▸ Directive
According to the blog post introducing Bia's trip report, where has Bia lived for many years?
** START OF Document section **
Paradise, by Bia (and Jim)

Oi gente! A Bia foi mais uma dessas pessoas maravilhosas que o blog trouxe de presente para a minha vida. Ela é brasileira, mas mora h...

Oi gente!
A Bia foi mais uma dessas pessoas maravilhosas que o blog trouxe de presente para a minha vida.
Ela é brasileira, mas mora há muitos anos em NY e tinha o sonho, comum entre nós aqui, de ir ao Tahiti. Tive o prazer de conhece-la pessoalmente lá na terra do Tio Sam e ela emana simpatia e energia.
Que viagem sensacional foi a dela! 
Bia: obrigada pelo super relato. Vai ajudar muita gente. Mas agradeço mais ainda pela sua amizade e gentileza. Você brilha muito!

Um beijo enorme e muitas boas viagens por aí, em especial ao Tahiti!
** END OF Document section **
** START OF Data provided **
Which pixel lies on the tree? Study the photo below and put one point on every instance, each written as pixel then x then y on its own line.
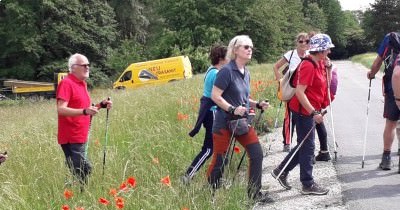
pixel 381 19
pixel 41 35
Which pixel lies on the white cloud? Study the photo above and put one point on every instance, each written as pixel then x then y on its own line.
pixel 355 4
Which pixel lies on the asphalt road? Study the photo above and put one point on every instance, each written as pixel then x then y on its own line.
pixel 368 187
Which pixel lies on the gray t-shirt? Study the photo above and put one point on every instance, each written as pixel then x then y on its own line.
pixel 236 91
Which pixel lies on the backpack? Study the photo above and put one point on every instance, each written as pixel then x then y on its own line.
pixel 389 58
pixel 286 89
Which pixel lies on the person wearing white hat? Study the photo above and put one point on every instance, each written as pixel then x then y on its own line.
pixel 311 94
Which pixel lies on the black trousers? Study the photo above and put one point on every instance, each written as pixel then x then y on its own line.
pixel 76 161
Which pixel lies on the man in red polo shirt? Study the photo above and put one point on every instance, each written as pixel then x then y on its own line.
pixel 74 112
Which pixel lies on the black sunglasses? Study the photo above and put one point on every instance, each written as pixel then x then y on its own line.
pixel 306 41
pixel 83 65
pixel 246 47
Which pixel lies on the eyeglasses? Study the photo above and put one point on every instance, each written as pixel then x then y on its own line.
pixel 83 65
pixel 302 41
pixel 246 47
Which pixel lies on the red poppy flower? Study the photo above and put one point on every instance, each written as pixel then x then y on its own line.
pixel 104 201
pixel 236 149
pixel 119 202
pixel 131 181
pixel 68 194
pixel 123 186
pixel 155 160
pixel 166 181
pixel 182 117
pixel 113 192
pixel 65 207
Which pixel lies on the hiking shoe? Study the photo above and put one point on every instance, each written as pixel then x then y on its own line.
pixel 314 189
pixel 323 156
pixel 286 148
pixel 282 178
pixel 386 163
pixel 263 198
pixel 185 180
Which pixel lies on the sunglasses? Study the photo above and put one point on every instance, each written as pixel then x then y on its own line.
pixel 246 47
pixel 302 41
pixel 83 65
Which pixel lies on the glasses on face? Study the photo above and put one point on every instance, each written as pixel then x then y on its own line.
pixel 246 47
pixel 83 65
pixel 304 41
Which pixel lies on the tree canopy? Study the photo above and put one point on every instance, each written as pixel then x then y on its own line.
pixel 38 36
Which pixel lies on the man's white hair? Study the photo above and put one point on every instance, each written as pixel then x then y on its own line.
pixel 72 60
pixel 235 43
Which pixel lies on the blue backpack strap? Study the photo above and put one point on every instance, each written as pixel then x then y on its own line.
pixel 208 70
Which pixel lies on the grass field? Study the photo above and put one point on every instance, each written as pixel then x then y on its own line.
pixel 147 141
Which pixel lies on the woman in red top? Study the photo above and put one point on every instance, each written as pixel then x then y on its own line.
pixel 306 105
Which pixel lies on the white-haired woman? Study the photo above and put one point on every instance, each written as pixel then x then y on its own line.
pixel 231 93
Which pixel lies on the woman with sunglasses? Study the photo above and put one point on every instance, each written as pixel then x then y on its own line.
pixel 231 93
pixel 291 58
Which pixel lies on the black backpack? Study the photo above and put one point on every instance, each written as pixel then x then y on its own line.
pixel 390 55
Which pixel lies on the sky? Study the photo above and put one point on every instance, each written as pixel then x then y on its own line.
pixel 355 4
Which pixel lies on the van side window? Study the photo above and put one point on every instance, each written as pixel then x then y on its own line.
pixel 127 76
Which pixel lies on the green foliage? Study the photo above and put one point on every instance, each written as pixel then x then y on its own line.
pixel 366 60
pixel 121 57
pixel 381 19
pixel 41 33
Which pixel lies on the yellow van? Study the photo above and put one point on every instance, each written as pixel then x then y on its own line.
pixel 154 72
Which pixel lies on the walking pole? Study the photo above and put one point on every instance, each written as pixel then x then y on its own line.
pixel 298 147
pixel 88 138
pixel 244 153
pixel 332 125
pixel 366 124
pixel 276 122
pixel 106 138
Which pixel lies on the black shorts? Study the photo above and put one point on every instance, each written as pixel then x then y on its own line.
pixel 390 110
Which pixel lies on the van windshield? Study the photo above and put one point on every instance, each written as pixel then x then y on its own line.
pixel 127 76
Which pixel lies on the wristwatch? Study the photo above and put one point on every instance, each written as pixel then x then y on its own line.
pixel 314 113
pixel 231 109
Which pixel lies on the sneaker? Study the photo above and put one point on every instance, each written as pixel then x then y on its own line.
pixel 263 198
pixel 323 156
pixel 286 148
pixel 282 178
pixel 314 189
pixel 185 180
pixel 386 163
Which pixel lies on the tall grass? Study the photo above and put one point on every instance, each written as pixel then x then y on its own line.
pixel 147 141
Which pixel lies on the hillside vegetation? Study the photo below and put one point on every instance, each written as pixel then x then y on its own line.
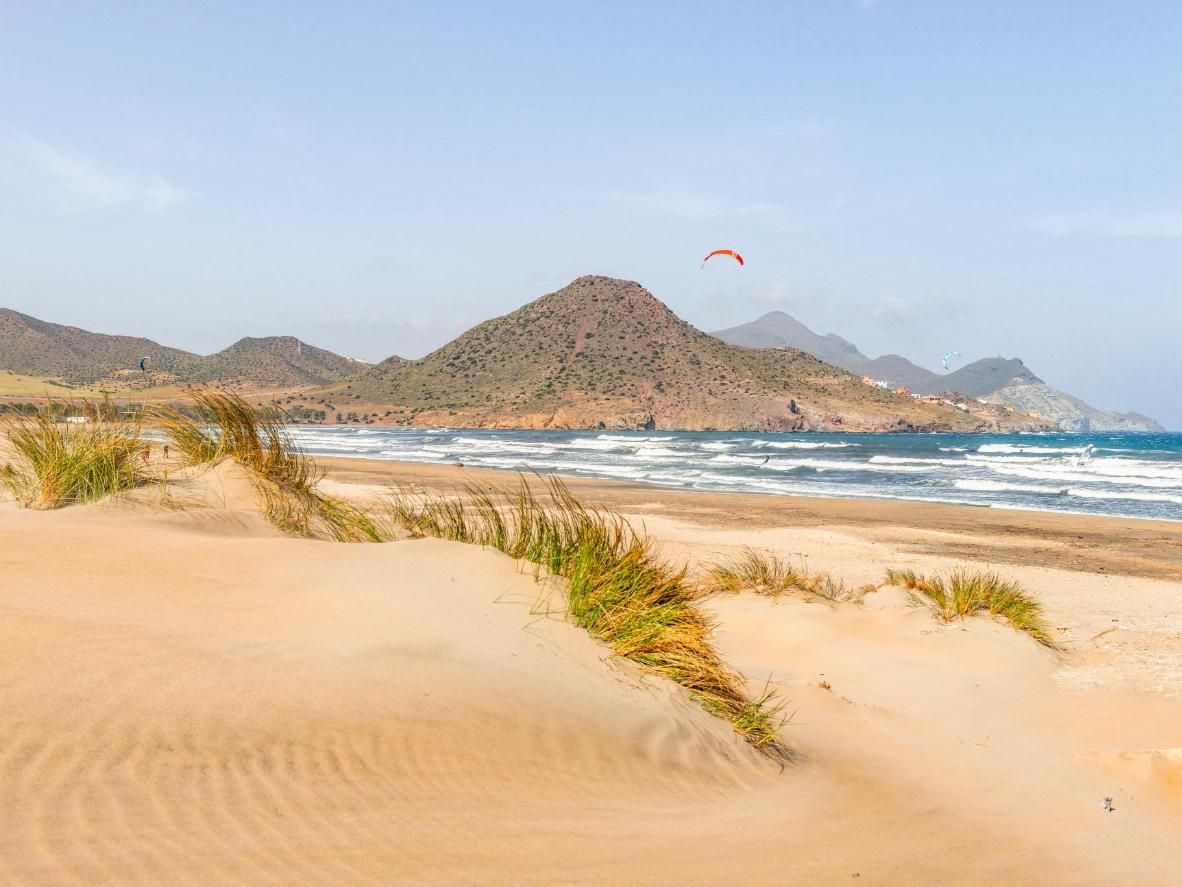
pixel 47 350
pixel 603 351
** END OF Data provided **
** START OF Data provided **
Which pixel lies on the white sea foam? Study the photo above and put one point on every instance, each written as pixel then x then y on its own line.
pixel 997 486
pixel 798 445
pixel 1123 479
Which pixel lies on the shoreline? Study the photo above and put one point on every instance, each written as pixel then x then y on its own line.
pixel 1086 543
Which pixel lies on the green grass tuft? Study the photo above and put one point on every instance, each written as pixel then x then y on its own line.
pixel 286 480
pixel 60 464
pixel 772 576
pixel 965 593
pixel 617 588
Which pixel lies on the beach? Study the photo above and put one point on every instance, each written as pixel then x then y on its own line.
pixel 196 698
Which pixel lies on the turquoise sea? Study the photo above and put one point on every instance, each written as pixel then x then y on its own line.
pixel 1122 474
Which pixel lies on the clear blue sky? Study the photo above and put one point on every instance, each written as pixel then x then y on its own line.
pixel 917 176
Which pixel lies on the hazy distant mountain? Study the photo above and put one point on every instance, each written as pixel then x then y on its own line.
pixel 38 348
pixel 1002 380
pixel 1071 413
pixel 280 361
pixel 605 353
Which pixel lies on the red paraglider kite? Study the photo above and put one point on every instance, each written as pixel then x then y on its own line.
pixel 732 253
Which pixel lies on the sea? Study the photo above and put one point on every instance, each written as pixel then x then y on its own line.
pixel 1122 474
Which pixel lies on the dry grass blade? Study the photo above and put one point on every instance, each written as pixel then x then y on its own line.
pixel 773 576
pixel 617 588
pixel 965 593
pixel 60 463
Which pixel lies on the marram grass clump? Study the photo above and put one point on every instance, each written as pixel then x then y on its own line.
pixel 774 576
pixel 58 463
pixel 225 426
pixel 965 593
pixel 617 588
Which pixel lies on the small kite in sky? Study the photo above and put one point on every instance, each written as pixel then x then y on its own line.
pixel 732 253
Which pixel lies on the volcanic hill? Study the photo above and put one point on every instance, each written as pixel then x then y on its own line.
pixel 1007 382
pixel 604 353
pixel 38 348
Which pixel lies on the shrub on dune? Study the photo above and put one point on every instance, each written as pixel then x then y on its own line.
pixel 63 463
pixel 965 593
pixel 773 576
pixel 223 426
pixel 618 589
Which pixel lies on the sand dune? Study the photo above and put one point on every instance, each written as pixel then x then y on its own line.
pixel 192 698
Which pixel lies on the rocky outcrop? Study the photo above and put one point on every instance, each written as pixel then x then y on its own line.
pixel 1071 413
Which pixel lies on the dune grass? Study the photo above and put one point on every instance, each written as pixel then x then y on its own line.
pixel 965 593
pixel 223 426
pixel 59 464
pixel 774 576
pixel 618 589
** END OF Data provided **
▸ Result for this task
New York (NY).